▶ [Prompt] Print the lines of the listing below from the line with "Draw the outline of every instance of the person with blue" up to and including the line with "M 60 106 L 47", copying each one character for character and nothing else.

▶ [Raw records]
---+---
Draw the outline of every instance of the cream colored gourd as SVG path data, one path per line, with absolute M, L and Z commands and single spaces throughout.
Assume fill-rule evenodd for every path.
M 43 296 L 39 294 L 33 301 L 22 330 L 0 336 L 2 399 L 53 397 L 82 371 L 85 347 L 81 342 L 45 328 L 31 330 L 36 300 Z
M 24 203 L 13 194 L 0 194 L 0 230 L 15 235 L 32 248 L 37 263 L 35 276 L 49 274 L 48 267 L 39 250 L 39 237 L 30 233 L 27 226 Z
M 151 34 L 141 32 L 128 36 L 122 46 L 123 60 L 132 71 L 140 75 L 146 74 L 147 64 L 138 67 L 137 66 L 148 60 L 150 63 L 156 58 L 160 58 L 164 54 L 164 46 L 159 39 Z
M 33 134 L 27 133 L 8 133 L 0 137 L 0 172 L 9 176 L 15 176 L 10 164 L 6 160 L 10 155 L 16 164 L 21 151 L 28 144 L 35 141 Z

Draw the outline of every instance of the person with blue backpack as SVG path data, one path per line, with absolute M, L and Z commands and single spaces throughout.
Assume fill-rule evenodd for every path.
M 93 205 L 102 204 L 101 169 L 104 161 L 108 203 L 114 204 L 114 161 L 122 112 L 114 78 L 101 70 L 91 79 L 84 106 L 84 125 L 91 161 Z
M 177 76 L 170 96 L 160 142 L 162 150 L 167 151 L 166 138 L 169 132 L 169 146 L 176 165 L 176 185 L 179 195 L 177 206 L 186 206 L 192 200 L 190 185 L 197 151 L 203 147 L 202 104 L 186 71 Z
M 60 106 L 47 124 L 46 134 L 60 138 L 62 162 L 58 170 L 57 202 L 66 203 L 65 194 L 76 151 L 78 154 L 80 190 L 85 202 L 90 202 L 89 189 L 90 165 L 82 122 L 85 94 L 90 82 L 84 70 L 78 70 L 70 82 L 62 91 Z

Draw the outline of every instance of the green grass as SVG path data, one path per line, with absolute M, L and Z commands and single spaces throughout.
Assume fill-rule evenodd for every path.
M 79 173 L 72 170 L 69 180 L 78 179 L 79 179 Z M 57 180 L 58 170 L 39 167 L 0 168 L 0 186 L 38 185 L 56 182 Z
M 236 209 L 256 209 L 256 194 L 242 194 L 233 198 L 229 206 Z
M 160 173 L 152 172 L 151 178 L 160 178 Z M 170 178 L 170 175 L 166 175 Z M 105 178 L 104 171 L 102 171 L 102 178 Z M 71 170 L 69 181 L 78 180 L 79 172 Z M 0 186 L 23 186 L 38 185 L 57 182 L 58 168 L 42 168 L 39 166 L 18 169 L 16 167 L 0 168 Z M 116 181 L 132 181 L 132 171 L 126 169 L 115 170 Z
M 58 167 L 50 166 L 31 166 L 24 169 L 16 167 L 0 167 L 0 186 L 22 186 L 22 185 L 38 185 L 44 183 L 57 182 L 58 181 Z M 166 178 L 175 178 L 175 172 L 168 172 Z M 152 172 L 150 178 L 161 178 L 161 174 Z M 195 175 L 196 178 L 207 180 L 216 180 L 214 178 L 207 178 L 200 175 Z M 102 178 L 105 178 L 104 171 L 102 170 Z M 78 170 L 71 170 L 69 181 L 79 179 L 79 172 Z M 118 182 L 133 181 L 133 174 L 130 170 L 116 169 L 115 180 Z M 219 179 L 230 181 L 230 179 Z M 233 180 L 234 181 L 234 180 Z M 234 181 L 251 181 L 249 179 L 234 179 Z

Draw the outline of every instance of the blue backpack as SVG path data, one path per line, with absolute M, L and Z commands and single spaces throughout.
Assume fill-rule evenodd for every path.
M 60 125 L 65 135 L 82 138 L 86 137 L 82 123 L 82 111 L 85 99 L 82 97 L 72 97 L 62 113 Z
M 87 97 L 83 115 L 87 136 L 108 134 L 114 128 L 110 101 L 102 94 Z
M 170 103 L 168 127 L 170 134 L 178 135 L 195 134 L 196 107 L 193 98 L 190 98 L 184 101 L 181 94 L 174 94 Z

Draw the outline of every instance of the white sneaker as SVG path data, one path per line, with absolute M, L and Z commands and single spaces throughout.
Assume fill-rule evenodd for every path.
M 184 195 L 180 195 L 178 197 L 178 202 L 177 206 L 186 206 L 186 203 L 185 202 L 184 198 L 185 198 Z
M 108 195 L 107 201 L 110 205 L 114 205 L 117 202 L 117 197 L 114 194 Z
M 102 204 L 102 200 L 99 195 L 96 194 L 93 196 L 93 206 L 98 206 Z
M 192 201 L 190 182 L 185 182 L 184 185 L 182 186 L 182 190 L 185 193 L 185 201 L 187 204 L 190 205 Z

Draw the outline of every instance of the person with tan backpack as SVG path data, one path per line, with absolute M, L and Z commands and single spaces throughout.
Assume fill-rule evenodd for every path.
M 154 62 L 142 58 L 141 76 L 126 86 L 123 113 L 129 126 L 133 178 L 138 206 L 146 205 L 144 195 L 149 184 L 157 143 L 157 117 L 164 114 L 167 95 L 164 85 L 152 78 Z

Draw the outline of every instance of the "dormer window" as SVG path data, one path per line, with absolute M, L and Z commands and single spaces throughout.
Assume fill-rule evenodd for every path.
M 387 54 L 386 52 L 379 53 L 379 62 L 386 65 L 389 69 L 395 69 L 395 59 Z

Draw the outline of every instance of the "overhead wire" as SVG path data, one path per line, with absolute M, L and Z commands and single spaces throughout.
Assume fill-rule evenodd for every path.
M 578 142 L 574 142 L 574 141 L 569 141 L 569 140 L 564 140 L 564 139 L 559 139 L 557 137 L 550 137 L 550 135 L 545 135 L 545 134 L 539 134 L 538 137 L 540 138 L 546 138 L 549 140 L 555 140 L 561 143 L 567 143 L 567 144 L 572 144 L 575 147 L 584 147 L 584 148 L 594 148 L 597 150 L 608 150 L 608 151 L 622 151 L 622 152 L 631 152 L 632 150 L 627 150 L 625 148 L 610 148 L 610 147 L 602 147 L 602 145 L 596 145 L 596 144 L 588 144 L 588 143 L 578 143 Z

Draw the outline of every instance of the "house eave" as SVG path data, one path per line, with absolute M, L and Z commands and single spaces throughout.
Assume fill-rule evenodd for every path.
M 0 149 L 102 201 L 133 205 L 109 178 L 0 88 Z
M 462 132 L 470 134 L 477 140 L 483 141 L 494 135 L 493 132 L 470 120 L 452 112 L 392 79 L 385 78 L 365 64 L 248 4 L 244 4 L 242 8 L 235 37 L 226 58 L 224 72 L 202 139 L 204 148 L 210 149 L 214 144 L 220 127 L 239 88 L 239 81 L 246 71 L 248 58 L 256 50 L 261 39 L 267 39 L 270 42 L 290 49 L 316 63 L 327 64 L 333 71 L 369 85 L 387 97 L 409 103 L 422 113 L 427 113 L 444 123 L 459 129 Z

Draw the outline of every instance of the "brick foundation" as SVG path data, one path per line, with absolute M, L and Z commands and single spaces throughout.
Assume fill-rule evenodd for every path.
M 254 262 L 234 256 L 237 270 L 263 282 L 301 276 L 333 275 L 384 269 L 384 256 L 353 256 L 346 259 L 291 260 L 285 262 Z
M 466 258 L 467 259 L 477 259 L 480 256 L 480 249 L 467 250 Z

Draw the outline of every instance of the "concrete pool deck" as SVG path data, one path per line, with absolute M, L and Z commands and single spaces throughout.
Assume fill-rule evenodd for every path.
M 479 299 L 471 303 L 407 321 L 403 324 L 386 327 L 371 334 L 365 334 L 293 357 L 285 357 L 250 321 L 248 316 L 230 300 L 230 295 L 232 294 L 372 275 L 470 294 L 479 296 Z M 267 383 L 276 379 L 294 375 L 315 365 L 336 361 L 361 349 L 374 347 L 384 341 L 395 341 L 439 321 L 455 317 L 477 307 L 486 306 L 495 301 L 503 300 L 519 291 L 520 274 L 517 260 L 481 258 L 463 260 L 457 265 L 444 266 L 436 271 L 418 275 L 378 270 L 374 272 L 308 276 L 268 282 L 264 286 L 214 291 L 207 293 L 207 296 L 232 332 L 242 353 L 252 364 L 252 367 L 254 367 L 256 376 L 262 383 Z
---+---
▶ [Worked solution]
Draw the outline of every instance of the person with blue backpack as SVG path data, one path per line, with absolute M, L and Z commands and single spaces throughout.
Assume fill-rule evenodd for every path.
M 93 205 L 102 204 L 101 169 L 104 161 L 108 203 L 114 204 L 114 161 L 122 112 L 114 78 L 101 70 L 91 79 L 84 106 L 84 125 L 91 161 Z
M 177 76 L 170 96 L 160 142 L 162 150 L 167 151 L 166 138 L 169 132 L 169 146 L 176 165 L 176 185 L 179 195 L 177 206 L 186 206 L 192 200 L 190 185 L 197 151 L 203 147 L 202 104 L 186 71 Z
M 60 106 L 47 124 L 46 134 L 60 138 L 62 162 L 58 170 L 57 202 L 66 203 L 65 194 L 76 151 L 78 154 L 80 190 L 85 202 L 90 202 L 89 189 L 90 165 L 82 122 L 85 94 L 90 82 L 84 70 L 78 70 L 70 82 L 62 91 Z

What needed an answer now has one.